WHAT YOU ARE ASKED TO DO
Give the listing again word for word. Leave every image out.

*** Block opens ***

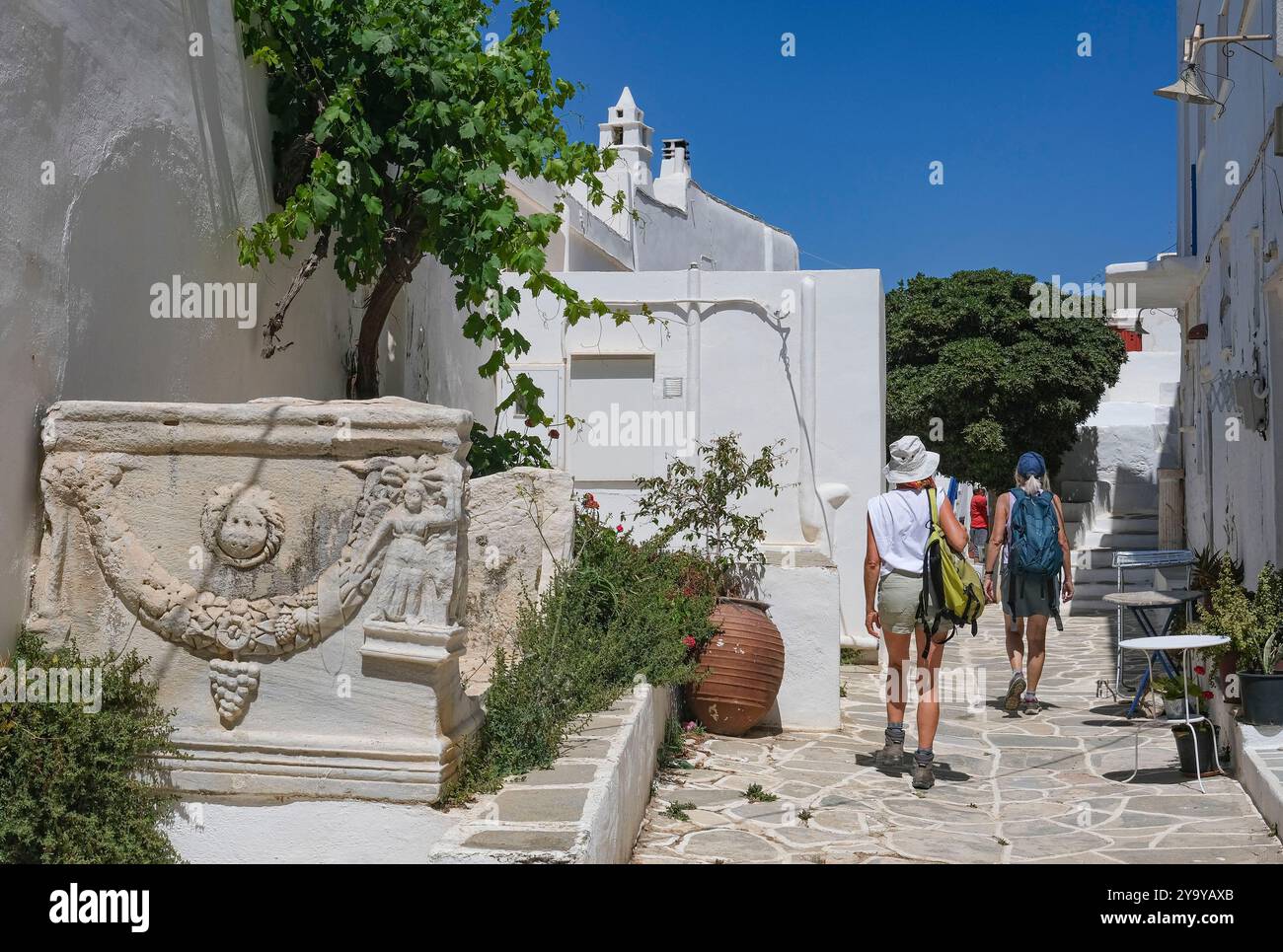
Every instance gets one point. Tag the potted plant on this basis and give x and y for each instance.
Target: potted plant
(1253, 625)
(1204, 734)
(1206, 576)
(696, 503)
(1175, 692)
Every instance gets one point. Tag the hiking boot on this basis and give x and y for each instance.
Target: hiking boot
(924, 779)
(893, 752)
(1015, 688)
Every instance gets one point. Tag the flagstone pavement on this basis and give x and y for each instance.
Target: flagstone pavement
(1010, 786)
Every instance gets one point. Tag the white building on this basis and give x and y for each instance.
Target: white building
(1227, 285)
(129, 161)
(743, 341)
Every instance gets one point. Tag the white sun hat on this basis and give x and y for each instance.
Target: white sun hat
(910, 461)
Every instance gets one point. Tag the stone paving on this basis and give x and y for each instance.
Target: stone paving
(1010, 786)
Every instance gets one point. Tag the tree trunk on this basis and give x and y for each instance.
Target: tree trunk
(386, 287)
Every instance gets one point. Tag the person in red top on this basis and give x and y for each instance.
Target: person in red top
(979, 522)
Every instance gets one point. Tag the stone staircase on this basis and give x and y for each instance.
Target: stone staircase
(1094, 535)
(1108, 482)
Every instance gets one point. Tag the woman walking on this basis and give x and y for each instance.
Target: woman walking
(899, 524)
(979, 522)
(1029, 522)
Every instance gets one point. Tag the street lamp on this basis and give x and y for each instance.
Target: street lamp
(1189, 86)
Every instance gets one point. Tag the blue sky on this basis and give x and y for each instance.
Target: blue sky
(1053, 163)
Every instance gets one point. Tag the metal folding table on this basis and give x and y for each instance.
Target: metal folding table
(1140, 603)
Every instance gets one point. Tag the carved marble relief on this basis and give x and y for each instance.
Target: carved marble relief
(401, 550)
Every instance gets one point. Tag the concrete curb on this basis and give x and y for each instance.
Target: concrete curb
(586, 808)
(1252, 748)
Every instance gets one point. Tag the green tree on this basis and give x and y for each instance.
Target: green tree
(80, 785)
(967, 350)
(397, 122)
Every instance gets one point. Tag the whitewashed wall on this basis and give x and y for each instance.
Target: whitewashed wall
(751, 380)
(158, 157)
(1233, 487)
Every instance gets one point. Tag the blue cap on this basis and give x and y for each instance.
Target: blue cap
(1031, 465)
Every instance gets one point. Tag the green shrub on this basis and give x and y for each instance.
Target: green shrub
(620, 609)
(505, 451)
(1249, 620)
(78, 786)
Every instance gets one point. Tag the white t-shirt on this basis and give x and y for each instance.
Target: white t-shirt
(902, 524)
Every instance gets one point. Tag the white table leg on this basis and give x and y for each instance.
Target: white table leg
(1136, 748)
(1189, 724)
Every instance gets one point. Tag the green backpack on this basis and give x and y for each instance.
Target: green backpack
(950, 586)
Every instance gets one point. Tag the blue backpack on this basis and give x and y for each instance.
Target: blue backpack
(1034, 555)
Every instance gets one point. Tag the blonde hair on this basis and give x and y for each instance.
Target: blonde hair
(1033, 485)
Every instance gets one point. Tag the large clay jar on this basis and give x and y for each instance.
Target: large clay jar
(744, 664)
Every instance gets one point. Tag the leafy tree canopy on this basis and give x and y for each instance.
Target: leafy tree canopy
(967, 350)
(397, 122)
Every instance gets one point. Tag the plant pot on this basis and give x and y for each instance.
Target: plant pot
(1261, 698)
(1185, 738)
(1175, 707)
(744, 665)
(1228, 667)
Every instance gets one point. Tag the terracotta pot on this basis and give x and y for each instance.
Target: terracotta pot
(745, 665)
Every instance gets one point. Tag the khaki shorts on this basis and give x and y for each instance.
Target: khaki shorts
(898, 596)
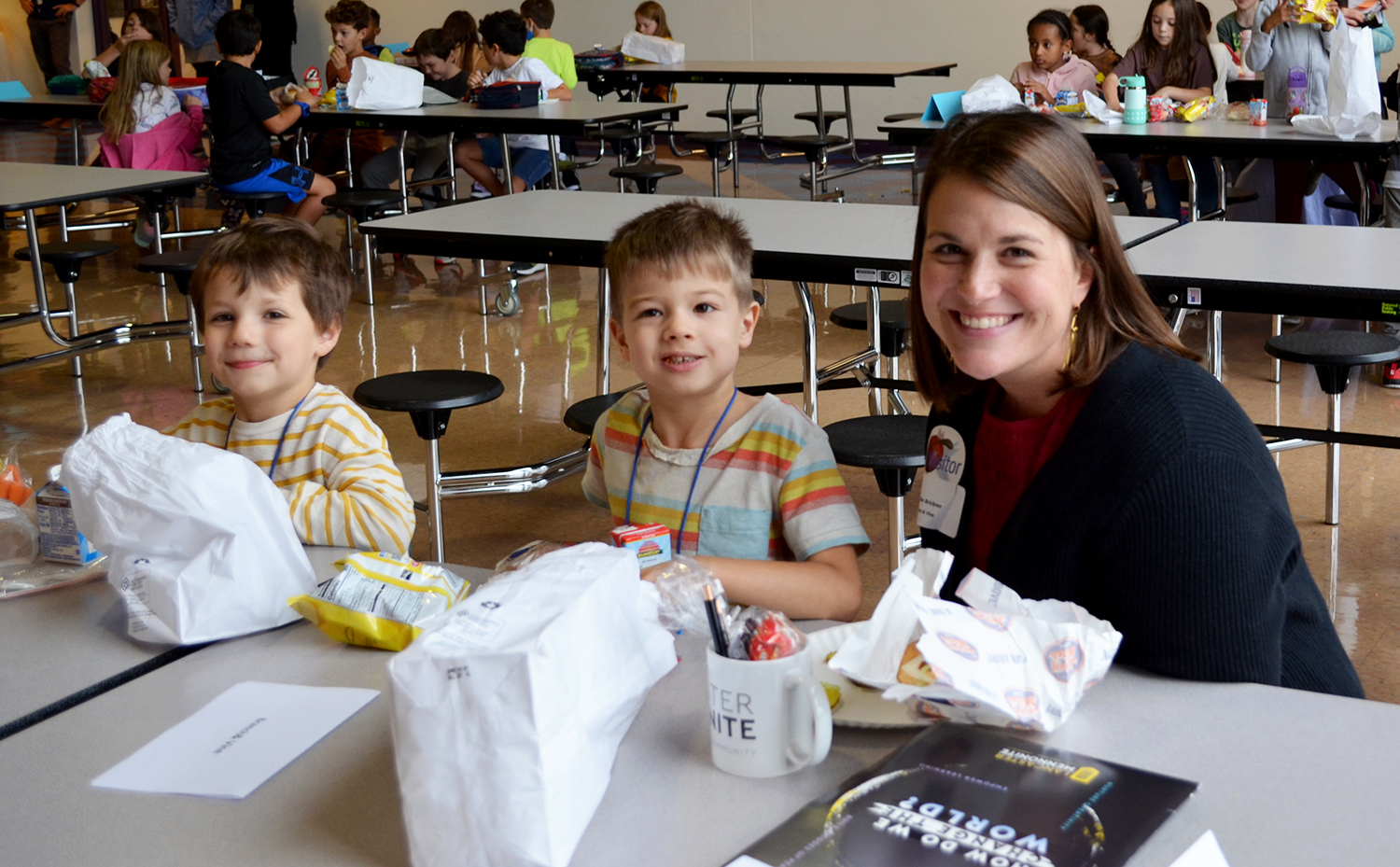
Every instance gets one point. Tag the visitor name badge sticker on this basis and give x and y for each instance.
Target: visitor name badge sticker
(941, 499)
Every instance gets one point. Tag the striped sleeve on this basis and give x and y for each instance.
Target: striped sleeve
(352, 495)
(814, 503)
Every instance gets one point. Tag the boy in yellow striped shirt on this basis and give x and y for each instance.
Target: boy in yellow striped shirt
(272, 299)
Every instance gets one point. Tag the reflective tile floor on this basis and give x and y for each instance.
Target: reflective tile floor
(428, 316)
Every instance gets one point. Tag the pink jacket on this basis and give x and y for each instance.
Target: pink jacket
(167, 147)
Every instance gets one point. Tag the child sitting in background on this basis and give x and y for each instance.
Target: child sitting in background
(503, 44)
(350, 28)
(243, 114)
(748, 486)
(557, 56)
(272, 299)
(425, 154)
(1053, 66)
(651, 21)
(1089, 28)
(145, 123)
(139, 24)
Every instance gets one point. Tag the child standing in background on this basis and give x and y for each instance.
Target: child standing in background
(1172, 55)
(651, 21)
(1053, 66)
(1089, 28)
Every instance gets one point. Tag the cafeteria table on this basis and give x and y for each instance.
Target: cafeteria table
(28, 187)
(1285, 776)
(800, 241)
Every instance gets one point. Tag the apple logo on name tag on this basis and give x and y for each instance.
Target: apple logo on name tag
(941, 499)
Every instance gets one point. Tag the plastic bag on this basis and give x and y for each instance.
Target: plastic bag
(381, 600)
(991, 94)
(999, 660)
(510, 707)
(1352, 98)
(201, 542)
(377, 86)
(19, 536)
(654, 49)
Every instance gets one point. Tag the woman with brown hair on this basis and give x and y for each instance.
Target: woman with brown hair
(1075, 449)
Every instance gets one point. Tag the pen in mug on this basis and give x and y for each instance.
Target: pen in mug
(717, 632)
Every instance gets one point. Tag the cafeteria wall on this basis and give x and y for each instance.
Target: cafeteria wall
(982, 38)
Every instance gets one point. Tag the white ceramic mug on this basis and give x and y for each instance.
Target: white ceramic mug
(767, 718)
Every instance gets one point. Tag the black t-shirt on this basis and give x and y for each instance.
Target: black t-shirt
(455, 87)
(238, 104)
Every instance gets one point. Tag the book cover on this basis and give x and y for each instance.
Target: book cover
(968, 794)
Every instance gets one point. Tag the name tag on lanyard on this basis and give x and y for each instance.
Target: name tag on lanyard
(943, 499)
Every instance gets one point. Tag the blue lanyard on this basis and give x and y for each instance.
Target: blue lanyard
(276, 454)
(680, 534)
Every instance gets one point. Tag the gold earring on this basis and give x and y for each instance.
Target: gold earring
(1074, 333)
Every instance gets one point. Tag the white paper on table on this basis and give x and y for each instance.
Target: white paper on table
(238, 741)
(1204, 852)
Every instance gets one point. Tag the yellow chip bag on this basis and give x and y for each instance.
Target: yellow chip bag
(1195, 109)
(380, 600)
(1313, 11)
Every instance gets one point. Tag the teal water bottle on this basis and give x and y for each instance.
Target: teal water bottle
(1134, 98)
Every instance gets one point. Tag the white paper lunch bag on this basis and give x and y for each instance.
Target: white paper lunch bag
(510, 707)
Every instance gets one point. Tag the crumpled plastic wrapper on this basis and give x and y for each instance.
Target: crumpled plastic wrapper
(997, 662)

*** Block closes ***

OUTPUT FOR THIS TASK
Every instance gets one point. Tag the potted plant on this basis and give x and y for each instance.
Target: potted plant
(1253, 625)
(1204, 734)
(1206, 576)
(696, 503)
(1175, 692)
Every instance gets one point. Tag the hiking boot on this basis and give x and y for each instance.
Target: hiking boot
(924, 779)
(893, 752)
(1015, 688)
Every instance gets one point. Tag the flagstone pavement on this basis and give x and y for each instance.
Target: flagstone pavement
(1010, 786)
Every instance gets one point. Tag the white building on this basis and give x and y for each instance.
Target: white building
(1227, 285)
(129, 161)
(743, 341)
Every instance gets one point. Tag the white sun hat on this basis and give x and y for each instance.
Target: white sun hat
(910, 461)
Every instance gets one point. Tag the stone paving on this basis and give x and y for each instance.
Target: stone paving
(1010, 786)
Every instance gets one point. Tag the tree trunk on this basis and give x and y for each instance.
Target: tree trunk
(386, 287)
Every instance gets one point. Tag the person in red top on this basis and give x and y for each instance.
Target: person in red top
(979, 522)
Every instance gets one point. Tag the stone staircase on this basis and give x and y for each instance.
Target: stone staircase
(1094, 535)
(1108, 482)
Every instance gets one point. Tag the woman walking on this basis and give x and y for each instance.
Target: woman walking
(899, 524)
(979, 522)
(1029, 522)
Every instance gets one point. Tag the street lamp on this basis and give x and y for each instance.
Target: street lamp
(1189, 86)
Every instance gets one point. Tag the blue sky on this basis and give x and y for each instance.
Target: blue sky
(1053, 163)
Every instance gets one point. Tag the metal folding table on this basis and give x and y for each instance.
Target: metal folding table
(1140, 603)
Every instance gets one point. Tag the carved marble relief on this basis and give x and y for each instance.
Target: carved marble relief
(401, 550)
Every instance gets one point. Tag the concrete curb on this basis and give x and y for each instance.
Target: concrete curb
(586, 808)
(1252, 748)
Every instance gets one point. Tag the green tree on this basis and give x and y for each instance.
Target: green tree
(80, 785)
(967, 350)
(397, 122)
Every instance gets one point. Tag the whitewashed wall on this basis and give x and y for each instance.
Target: whitewashed wall
(751, 380)
(158, 157)
(1233, 487)
Every instance gets one point. Tag the blue cap on this basis and give x and y for each instance.
Target: blue cap
(1031, 465)
Every instance gets one point. Tag the green shrub on this basis and give x and y for each instance.
Target: green shrub
(620, 609)
(505, 451)
(1249, 620)
(78, 786)
Every instance gets one point. Tag the white t-shirt on this basis and give x and y for each instance.
Target: white t-shirt
(902, 524)
Every instance gets one point. Tag the white table leg on this basis and give x and y for each instance.
Target: white table leg
(1136, 748)
(1189, 724)
Every instance gets one point. Tag the green backpack on this basis and give x and y for each instance.
Target: green backpack
(950, 586)
Every instance gets one point. Tag the blue backpack on this basis and give x and y for each instance.
Target: blue backpack
(1034, 555)
Every instance gets one point. Tag the blonde hair on this basis and give x and y for each instance.
Target: blonde hair
(1033, 485)
Every instance gets one point. Tag the large clay jar on this basis and give x and y for each instance.
Target: large clay jar
(744, 664)
Every instance gets one point. Tag the leafy tree canopy on this basis and give x and y for each instance.
Target: leafy tree canopy
(967, 350)
(397, 122)
Every instance gets one point. Tag the plant pot on this basis and give x and y for each instance.
Target: plant pot
(1261, 698)
(1185, 738)
(1175, 707)
(744, 665)
(1228, 667)
Every instance gets one point. Tag the terracotta pot on this basis and give x and y for each instance.
Target: terracotta pot
(745, 665)
Every instance gets one point. Tag the khaki shorts on this basis and give x and y for each instance.
Target: khaki shorts
(898, 596)
Every instance gets one point. Tag the visitor name badge sticker on this basis and give x and y for each instance.
Target: visitor name badge sticker
(941, 499)
Every instance gets one point. Tag the striped sleeve on this basis and give x and y for each instance.
Target: striped sleeve
(352, 495)
(814, 503)
Every instance gets one point. Tag the boy in yellow striped shirt on this basis and give x and y for each instance.
Target: boy in yellow striped shirt
(272, 299)
Every instance gets one point. Tag the reflective tile floor on this basis and give x and y for each instance.
Target: reflective tile floor
(428, 316)
Every instance gets one point. Tag the pink jacket on this basis and give x and y for each instance.
Target: pink jacket
(167, 147)
Every instance gets one point. Tag the child sitting in background on this basis and give x and y for each instance.
Target: child sitting in background
(503, 44)
(350, 28)
(243, 114)
(748, 486)
(557, 56)
(272, 299)
(425, 154)
(1053, 66)
(651, 21)
(1089, 28)
(145, 123)
(139, 24)
Every instance gets one point. Tag the child standing in background on this basis and give x and y for each instance.
Target: child standing in background
(1172, 55)
(651, 21)
(1053, 66)
(1089, 28)
Every instance gets one point. Tag the cafeteria table on this basis and give x and y for each instance.
Target: cafeteria table
(28, 187)
(1285, 776)
(800, 241)
Every instance gets one point. Tag the apple logo on name tag on this basis and give x and y for each instance.
Target: apple logo on name tag
(941, 499)
Every instance gets one point. Tag the plastic bag on this basis and give x and y for each instance.
Target: plastic bag
(381, 600)
(991, 94)
(999, 660)
(510, 707)
(1352, 98)
(201, 542)
(377, 86)
(19, 536)
(654, 49)
Every instance gets one point. Tag the woman with brown hair on this basis and give x and y for each instance.
Target: woman with brown hair
(1075, 449)
Every instance gets one point. Tag the pen in mug on this basis and give x and y for each instance.
Target: pen in mug
(717, 632)
Every instance gets one point. Tag the cafeteria wall on this basis and give x and y for each instance.
Target: cafeteria wall
(982, 38)
Every instance gets one point. Tag the white ceramic mug on this basis and give x and y for each instance.
Target: white ceramic mug
(767, 718)
Every instance gets one point. Tag the black t-shirt on this basis and give x and y for each instance.
Target: black t-shirt
(455, 87)
(238, 104)
Every instance gets one point. Tag the book cover on this basis and give x and y for each instance.
Target: book cover
(968, 794)
Every instance gets one point. Tag the name tag on lanyard on this basis and give x and y for each instance.
Target: name tag on lanyard
(943, 499)
Every instance gets one point. Tag the blue lanyard on this basis and give x and y for each instance.
Target: blue lanyard
(276, 454)
(680, 534)
Every instance gets one point. Tag the gold earring on this basis and give x and y for each instance.
Target: gold earring
(1074, 333)
Every instance gets one point. Tag the white paper on table on this basis and give x and y for each instance.
Target: white paper on table
(238, 741)
(1204, 852)
Every instance gets one point. Tag the yellow chip bag on this basis and give x and y for each instance.
Target: yellow chip bag
(1195, 109)
(380, 600)
(1313, 11)
Every instance gets one point. Tag the teal water bottle on this basis and give x and y for each instance.
Target: teal water bottle
(1134, 98)
Every instance gets one point. Tag the white paper lunch bag on this basis and give x and y for each instance.
Target: white paper lunch bag
(510, 707)
Every instance gets one point. Tag the crumpled plastic wrapper on this basis and give x and y for each instance.
Target: crumpled plastic wrapper
(997, 662)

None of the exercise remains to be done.